§ **INFORMATION SUPPLIED**:
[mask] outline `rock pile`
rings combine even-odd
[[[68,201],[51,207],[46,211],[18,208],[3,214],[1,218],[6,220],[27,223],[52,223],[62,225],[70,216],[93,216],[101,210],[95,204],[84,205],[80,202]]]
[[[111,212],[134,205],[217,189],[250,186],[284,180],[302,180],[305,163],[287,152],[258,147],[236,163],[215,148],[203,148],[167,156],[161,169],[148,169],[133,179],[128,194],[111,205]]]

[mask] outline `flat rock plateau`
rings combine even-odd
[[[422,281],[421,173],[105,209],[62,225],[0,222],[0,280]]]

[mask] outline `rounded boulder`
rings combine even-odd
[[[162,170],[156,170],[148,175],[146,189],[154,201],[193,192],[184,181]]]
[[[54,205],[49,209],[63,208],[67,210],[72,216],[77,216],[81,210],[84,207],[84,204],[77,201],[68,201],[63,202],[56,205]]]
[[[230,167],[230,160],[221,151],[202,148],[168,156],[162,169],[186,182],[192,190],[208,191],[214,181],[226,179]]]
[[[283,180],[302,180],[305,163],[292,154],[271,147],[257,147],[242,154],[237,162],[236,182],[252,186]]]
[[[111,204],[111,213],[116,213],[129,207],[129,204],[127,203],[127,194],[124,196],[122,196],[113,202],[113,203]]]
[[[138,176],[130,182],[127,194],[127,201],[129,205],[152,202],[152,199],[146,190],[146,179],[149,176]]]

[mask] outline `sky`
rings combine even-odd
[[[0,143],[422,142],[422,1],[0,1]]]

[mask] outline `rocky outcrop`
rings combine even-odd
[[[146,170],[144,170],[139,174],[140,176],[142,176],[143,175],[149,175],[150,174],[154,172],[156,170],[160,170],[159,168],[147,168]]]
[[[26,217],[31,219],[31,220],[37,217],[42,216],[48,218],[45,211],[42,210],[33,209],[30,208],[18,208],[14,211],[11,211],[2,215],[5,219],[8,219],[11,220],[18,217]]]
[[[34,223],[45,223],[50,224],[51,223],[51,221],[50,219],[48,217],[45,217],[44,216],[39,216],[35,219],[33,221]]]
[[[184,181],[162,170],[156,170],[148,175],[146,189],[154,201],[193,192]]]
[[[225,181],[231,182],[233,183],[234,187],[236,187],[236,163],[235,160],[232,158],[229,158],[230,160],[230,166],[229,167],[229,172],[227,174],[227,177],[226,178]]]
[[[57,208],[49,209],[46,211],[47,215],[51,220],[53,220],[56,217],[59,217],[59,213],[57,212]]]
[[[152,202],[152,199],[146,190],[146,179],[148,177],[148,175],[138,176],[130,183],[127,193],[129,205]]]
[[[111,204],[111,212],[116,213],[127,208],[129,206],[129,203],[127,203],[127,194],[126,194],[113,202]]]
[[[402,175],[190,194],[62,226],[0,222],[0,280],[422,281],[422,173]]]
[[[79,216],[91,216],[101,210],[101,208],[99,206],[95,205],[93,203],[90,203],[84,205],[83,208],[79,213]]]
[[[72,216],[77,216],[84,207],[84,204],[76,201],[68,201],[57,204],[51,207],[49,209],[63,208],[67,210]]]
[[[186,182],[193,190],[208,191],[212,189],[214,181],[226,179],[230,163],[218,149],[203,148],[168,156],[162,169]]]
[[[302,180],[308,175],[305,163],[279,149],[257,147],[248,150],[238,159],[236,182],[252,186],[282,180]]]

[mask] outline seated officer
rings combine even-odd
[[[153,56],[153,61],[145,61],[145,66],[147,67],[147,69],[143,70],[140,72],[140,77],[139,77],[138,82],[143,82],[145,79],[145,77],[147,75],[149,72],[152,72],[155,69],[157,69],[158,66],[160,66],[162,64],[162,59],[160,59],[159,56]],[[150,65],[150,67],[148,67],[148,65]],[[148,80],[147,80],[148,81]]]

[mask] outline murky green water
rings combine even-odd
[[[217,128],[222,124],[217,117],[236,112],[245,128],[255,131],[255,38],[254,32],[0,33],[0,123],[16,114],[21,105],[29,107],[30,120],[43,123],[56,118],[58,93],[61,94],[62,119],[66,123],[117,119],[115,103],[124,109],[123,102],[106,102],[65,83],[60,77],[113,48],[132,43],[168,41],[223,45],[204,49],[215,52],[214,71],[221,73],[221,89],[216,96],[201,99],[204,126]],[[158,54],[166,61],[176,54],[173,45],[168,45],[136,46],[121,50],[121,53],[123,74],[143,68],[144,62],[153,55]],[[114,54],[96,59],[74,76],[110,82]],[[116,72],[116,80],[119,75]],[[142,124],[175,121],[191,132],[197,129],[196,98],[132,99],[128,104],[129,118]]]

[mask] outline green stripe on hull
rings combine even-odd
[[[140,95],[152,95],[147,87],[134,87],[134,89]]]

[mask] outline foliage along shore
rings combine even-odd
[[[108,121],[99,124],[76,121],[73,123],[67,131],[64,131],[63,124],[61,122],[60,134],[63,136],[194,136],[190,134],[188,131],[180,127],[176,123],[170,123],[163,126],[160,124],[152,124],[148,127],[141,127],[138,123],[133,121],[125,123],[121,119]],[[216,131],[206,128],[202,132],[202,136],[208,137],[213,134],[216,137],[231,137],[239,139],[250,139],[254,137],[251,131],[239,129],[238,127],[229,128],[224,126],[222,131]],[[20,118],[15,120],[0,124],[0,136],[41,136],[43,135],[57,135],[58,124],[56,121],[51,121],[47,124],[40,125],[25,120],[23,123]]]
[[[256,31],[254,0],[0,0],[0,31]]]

§ **WORK INSTRUCTIONS**: Update the data above by changing every "outline" to "polygon" and leave all other text as it is.

§ **RESULT**:
[mask] polygon `rock pile`
rings combine even-odd
[[[68,201],[51,207],[46,211],[18,208],[3,214],[1,218],[6,220],[27,223],[52,223],[62,225],[70,216],[93,216],[101,210],[95,204],[84,205],[80,202]]]
[[[111,212],[134,205],[217,189],[250,186],[284,180],[302,180],[305,163],[287,152],[258,147],[236,163],[215,148],[203,148],[167,156],[161,169],[148,169],[133,179],[128,194],[111,205]]]

[mask] polygon `flat rock plateau`
rings combine even-odd
[[[422,281],[421,173],[105,209],[62,225],[0,222],[0,280]]]

[mask] polygon `rounded boulder`
rings combine even-odd
[[[162,170],[156,170],[148,175],[146,189],[154,201],[193,192],[184,181]]]
[[[54,205],[49,209],[63,208],[67,210],[72,216],[77,216],[81,210],[84,207],[84,204],[77,201],[68,201],[63,202],[56,205]]]
[[[230,167],[230,160],[221,151],[202,148],[168,156],[162,169],[186,182],[192,190],[208,191],[214,181],[226,179]]]
[[[283,180],[302,180],[305,163],[292,154],[271,147],[257,147],[242,154],[237,162],[236,182],[252,186]]]
[[[111,204],[111,213],[116,213],[129,207],[129,204],[127,203],[127,194],[124,196],[122,196],[113,202],[113,203]]]
[[[138,176],[130,182],[127,194],[127,201],[129,205],[152,202],[152,199],[146,190],[146,179],[149,176]]]

[mask] polygon `sky`
rings combine even-odd
[[[0,143],[422,142],[422,1],[0,1]]]

[mask] polygon `rocky outcrop`
rings combine even-odd
[[[146,170],[144,170],[139,174],[140,176],[142,176],[143,175],[149,175],[150,174],[154,172],[156,170],[160,170],[159,168],[147,168]]]
[[[26,217],[31,219],[31,220],[37,217],[42,216],[48,218],[45,211],[42,210],[33,209],[30,208],[18,208],[14,211],[11,211],[2,215],[5,219],[8,219],[11,220],[18,217]]]
[[[34,223],[45,223],[50,224],[51,223],[51,221],[50,219],[48,217],[45,217],[44,216],[39,216],[35,219],[33,221]]]
[[[184,181],[162,170],[156,170],[148,175],[146,189],[154,201],[193,192]]]
[[[225,181],[231,182],[233,183],[234,187],[236,187],[236,163],[235,160],[232,158],[229,158],[230,160],[230,166],[229,167],[229,172],[227,174],[227,177],[226,178]]]
[[[57,208],[49,209],[46,211],[47,215],[51,220],[53,220],[56,217],[59,217],[59,213],[57,212]]]
[[[152,202],[152,199],[146,190],[146,179],[148,177],[148,175],[138,176],[130,183],[127,193],[129,205]]]
[[[111,204],[111,212],[116,213],[127,208],[129,206],[129,203],[127,203],[127,194],[126,194],[113,202]]]
[[[402,175],[190,194],[62,226],[0,222],[0,280],[422,281],[422,173]]]
[[[79,216],[91,216],[101,210],[101,208],[99,206],[95,205],[93,203],[90,203],[84,205],[83,208],[79,213]]]
[[[72,216],[77,216],[84,207],[84,204],[76,201],[68,201],[57,204],[51,207],[49,209],[63,208],[67,210]]]
[[[186,182],[193,190],[208,191],[212,189],[214,181],[226,179],[230,163],[218,149],[203,148],[168,156],[162,169]]]
[[[302,180],[308,175],[305,163],[279,149],[257,147],[248,150],[238,159],[236,182],[252,186],[282,180]]]

[mask] polygon seated officer
rings combine even-odd
[[[153,56],[153,61],[145,61],[145,66],[147,67],[147,69],[143,70],[140,72],[140,77],[139,77],[138,82],[143,82],[145,79],[145,77],[147,75],[149,72],[152,72],[155,69],[157,69],[158,66],[160,66],[162,64],[162,59],[160,59],[159,56]],[[150,65],[150,67],[148,67],[148,65]],[[148,80],[147,80],[148,81]]]

[mask] polygon murky green water
rings combine even-odd
[[[217,128],[222,124],[217,117],[236,112],[245,128],[255,131],[255,38],[254,32],[0,33],[0,123],[16,114],[21,105],[29,107],[30,120],[43,123],[56,118],[58,93],[61,94],[62,119],[66,123],[117,119],[115,103],[124,109],[123,102],[106,102],[65,83],[60,77],[113,48],[132,43],[168,41],[223,45],[204,49],[215,52],[214,71],[221,73],[221,89],[216,96],[201,99],[204,126]],[[158,54],[166,61],[176,54],[173,45],[168,45],[136,46],[121,50],[121,53],[123,74],[143,68],[144,62],[153,55]],[[114,54],[96,59],[74,76],[110,82]],[[116,72],[116,80],[119,75]],[[142,124],[175,121],[191,132],[197,129],[196,98],[132,99],[128,104],[129,118]]]

[mask] polygon green stripe on hull
rings combine even-odd
[[[140,95],[152,95],[147,87],[134,87],[134,89]]]

[mask] polygon foliage along shore
rings combine even-odd
[[[108,121],[99,124],[76,121],[73,123],[67,131],[64,131],[63,124],[61,122],[60,134],[63,136],[194,136],[190,134],[188,131],[180,127],[176,123],[170,123],[163,126],[160,124],[152,124],[148,127],[141,127],[138,123],[133,121],[125,123],[121,119]],[[216,131],[206,128],[202,132],[202,136],[208,137],[213,134],[216,137],[231,137],[239,139],[250,139],[254,137],[251,131],[239,129],[238,127],[229,128],[224,126],[222,131]],[[20,118],[15,120],[0,124],[0,136],[41,136],[43,135],[57,135],[58,124],[56,121],[51,121],[47,124],[40,125],[25,120],[23,123]]]
[[[256,31],[254,0],[0,0],[0,31]]]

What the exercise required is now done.